▶ [AIM]: Copy out all the items below, substituting "pin" for each occurrence of "marker" and leaving every other word unchanged.

◆ ◆ ◆ ◆

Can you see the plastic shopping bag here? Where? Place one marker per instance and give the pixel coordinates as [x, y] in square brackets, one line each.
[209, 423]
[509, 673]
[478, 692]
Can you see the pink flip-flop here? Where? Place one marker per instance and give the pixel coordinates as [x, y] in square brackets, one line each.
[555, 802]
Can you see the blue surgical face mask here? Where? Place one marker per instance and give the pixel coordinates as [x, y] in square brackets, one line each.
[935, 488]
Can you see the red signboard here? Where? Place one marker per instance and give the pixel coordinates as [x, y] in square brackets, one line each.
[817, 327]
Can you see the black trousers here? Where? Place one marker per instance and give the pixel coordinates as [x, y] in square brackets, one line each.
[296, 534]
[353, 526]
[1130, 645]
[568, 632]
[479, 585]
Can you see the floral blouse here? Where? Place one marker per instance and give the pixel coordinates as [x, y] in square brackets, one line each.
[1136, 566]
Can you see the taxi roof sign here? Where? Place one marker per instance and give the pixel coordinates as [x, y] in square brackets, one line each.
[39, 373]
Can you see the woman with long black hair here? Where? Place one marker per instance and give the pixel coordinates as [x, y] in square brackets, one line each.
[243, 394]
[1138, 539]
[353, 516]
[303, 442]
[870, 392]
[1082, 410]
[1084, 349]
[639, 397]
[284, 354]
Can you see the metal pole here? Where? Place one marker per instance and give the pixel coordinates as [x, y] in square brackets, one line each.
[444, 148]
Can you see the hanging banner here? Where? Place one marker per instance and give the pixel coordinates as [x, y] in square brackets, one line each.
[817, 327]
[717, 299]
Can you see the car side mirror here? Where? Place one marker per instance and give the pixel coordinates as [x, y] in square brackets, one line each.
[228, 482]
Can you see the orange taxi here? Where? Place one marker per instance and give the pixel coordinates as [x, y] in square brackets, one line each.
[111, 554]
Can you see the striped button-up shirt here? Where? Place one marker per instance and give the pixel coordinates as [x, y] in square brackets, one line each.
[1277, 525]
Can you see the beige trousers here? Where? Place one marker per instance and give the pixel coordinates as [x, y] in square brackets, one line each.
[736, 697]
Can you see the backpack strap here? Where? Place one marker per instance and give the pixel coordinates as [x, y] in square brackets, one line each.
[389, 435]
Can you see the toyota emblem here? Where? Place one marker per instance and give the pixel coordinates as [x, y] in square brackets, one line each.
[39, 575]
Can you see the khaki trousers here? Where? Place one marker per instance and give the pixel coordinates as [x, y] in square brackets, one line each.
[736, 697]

◆ ◆ ◆ ◆

▶ [TASK RESPONSE]:
Can you see the plastic shopping bag here? Where? Place one pin per instance and give the pixel coordinates as [x, y] in square brackets, one line each.
[209, 423]
[509, 673]
[478, 692]
Can you see the pink flip-flop here? Where? Place one pin per instance and give the pixel coordinates as [x, y] in square brackets, one line each.
[555, 802]
Can you see the blue surgical face mask here? Where? Place one pin per instance and give the pixel coordinates as [x, y] in square brackets, one line each.
[935, 488]
Can you see the red signboard here? Where? Place one pin per instance and give the pixel coordinates as [x, y] in square brackets, one line each.
[817, 327]
Can you see the black trousers here? Where? Place one pin per instance and give the pixel coordinates as [x, y] in square brackets, one line each.
[296, 534]
[353, 526]
[1130, 645]
[568, 632]
[479, 585]
Can you see the floral blouse here? Where? Place one pin per instance and give the pixel coordinates as [x, y] in square brackets, one line each.
[1136, 566]
Can you see the taxi roof sign here? Where? Place one pin per instance and give the pixel coordinates as [x, y] in square brackets, one line each.
[39, 373]
Can you see the woman with long black hair here? Where? Place one pin per instance and give the pixel coordinates as [x, y] in square brackets, one line each.
[243, 394]
[1138, 539]
[353, 516]
[303, 442]
[870, 392]
[1082, 410]
[1084, 349]
[639, 397]
[284, 354]
Can you see the metal pole here? Where? Place one pin per instance and give the pixel coordinates as [x, y] in square brackets, one line each.
[444, 148]
Can you see the hanging banner here? Where? Place one pin per instance and give the pixel coordinates as [x, y] in square brackets, one line each.
[817, 327]
[717, 299]
Can you see the car side mirror here? Where? Place one pin per instance and give the pixel coordinates as [x, y] in square brackets, one line each.
[228, 482]
Can you see the orange taxi here? Where? Place one pin per instance and give the pixel coordinates as [x, y] in square brackets, one line each.
[111, 554]
Can you see the striped button-up shirt here? Where? Place one pin per instance and give the pixel coordinates as [x, y] in square brackets, one line each.
[1277, 525]
Can you see the beige trousers here? Where? Place one pin per instance and give the pixel coordinates as [x, y] in square brackets, one line each.
[736, 697]
Can you see the backpack strap here? Where? Place one pin per instance and give the pixel coordinates as [x, y] in square brackets, one line each.
[389, 435]
Can you see the toyota emblem here? Where? Place one pin per instance and give the pixel coordinates as [x, y] in square brackets, one line each.
[39, 575]
Can you see the khaki trousers here? Where? Place one pin per instance and give the pixel coordinates as [x, y] in square brackets, one line each.
[736, 697]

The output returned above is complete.